● **Exercise task A**
Name every user whose post carries its own header in the forum thread, each listed once.
● **Exercise task B**
Reproduce the rows from the line with "Task: please point out the side" up to and including the line with "<point>447,143</point>", requests included. Scale every coordinate in the answers by 2.55 and round to whole numbers, with halves rounded up.

● **Selection**
This example is of a peak $26.00/hr guarantee. The amount they add to your account is 80% of the amount that would need to be added to your fares to bring the average up to $26/hr in this case.


----------



## frndthDuvel (Aug 31, 2014)

JDS said:


> I drove for 4 hours, on the night they guaranteed $18/hr. I know for a fact I met all their requirements to get the guaranteed $18/hr rate - so in my mind, I should get $72 for my 4 hours of work.
> 
> .


4x18-4-20%=4 hours uber net. Difference between what you earned and that amount added to your check to equal that UBER amount. I think! LOL


----------



## Fauxknight (Aug 12, 2014)

The guarantee is in gross fares before Uber's cuts.


----------



## Kasra321 (Jan 26, 2015)

Lets say you worked for 4 hours, and the guaranteed gross income is: 4x18=$72
After uber 20% cut it would be: $72 x %80 = $57.6

It means if your net income during that 4 hr was less than $57.6, Uber pays the difference untill it reaches to the minimum guaraneed amount.
already made $49.3 in the period of 4 hrs, uber adds $8.3 to it to raise you total earnings to the minimum guaranteed level: $49.3 +$8.3 = 57.6$

Cheers,


----------



## Choochie (Jan 4, 2015)

Kasra321 said:


> Lets say you worked for 4 hours, and the guaranteed gross income is: 4x18=$72
> After uber 20% cut it would be: $72 x %80 = $57.6
> 
> It means if your net income during that 4 hr was less than $57.6, Uber pays the difference untill it reaches to the minimum guaraneed amount.
> ...


That was very helpful.


----------



## OCBob (Jan 20, 2015)

Don't forget the 4 hours work is really 200 minutes (10 minutes off of every hour) so 3 hours and 20 minutes or 3.33 hours. Times that by 18/hour to get a total. I believe you then take 20% of Uber cut since the amount guarantees is "in fares". Keep track of total hours per the three shifts (a ride that goes past midnight is still for regular hours), rides, cancellations by rider, and percentage of accepted pings.


----------



## Choochie (Jan 4, 2015)

OCBob said:


> Don't forget the 4 hours work is really 200 minutes (10 minutes off of every hour) so 3 hours and 20 minutes or 3.33 hours. Times that by 18/hour to get a total. I believe you then take 20% of Uber cut since the amount guarantees is "in fares". Keep track of total hours per the three shifts (a ride that goes past midnight is still for regular hours), rides, cancellations by rider, and percentage of accepted pings.


Actually our guarantee was a few weekends ago and was $20, $25 and $30 and after I complained they actually gave me $25 to the good! Great deal! And I didn't take out the 10 minutes.


----------



## OCBob (Jan 20, 2015)

Choochie said:


> Actually our guarantee was a few weekends ago and was $20, $25 and $30 and after I complained they actually gave me $25 to the good! Great deal! And I didn't take out the 10 minutes.

● **Input data**
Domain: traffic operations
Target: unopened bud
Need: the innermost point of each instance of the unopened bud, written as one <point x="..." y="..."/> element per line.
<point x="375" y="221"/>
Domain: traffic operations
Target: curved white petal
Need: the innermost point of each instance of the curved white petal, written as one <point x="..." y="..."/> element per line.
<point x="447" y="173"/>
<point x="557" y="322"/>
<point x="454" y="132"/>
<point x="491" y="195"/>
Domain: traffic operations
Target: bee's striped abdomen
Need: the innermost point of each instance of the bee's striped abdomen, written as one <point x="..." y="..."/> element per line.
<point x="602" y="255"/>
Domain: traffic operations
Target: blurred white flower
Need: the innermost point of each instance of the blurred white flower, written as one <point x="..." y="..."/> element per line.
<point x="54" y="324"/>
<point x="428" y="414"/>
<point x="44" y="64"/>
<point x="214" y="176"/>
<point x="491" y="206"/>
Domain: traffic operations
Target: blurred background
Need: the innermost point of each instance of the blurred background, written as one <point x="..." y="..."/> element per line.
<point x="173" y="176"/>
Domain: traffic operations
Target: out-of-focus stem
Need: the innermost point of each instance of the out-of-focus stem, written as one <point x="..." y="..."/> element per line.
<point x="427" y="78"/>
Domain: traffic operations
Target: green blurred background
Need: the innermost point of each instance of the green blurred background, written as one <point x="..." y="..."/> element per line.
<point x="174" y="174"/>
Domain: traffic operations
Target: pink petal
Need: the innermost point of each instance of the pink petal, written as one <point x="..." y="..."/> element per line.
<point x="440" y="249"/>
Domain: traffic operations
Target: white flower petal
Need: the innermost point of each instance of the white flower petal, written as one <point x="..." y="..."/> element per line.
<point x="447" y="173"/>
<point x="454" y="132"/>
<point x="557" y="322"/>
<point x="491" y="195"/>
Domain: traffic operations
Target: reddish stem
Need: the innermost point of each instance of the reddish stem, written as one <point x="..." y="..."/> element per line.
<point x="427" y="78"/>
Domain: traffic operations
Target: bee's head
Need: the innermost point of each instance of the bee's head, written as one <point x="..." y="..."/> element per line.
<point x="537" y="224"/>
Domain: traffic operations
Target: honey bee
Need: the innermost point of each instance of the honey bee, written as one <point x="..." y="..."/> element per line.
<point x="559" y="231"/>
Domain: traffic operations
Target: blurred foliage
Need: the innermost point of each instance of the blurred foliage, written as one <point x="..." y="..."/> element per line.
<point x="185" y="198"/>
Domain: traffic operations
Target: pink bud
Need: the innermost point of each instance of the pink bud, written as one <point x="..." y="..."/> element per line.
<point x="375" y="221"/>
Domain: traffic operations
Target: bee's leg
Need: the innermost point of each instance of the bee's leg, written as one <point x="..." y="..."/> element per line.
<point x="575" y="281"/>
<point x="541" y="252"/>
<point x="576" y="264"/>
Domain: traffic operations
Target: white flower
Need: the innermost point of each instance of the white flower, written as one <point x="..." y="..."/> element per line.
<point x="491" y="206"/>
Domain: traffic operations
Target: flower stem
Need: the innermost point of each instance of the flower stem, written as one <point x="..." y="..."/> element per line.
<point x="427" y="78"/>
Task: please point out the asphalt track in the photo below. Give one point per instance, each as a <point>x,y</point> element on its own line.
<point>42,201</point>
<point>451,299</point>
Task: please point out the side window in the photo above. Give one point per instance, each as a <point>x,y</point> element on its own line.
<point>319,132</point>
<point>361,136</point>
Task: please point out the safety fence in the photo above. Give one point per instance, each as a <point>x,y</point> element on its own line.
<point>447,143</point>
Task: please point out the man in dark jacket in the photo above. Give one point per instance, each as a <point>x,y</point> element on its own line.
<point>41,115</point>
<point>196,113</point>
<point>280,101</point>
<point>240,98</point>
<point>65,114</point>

● **Written reply A**
frndthDuvel
Fauxknight
Kasra321
Choochie
OCBob

● **Written reply B**
Task: please point out the side window in the photo above. Give one point per instance, each as a <point>x,y</point> element on its own line.
<point>813,337</point>
<point>921,347</point>
Task: please point out the safety fence in the photo above. Give one point per instance, each as a <point>x,y</point> element on its own line.
<point>1140,365</point>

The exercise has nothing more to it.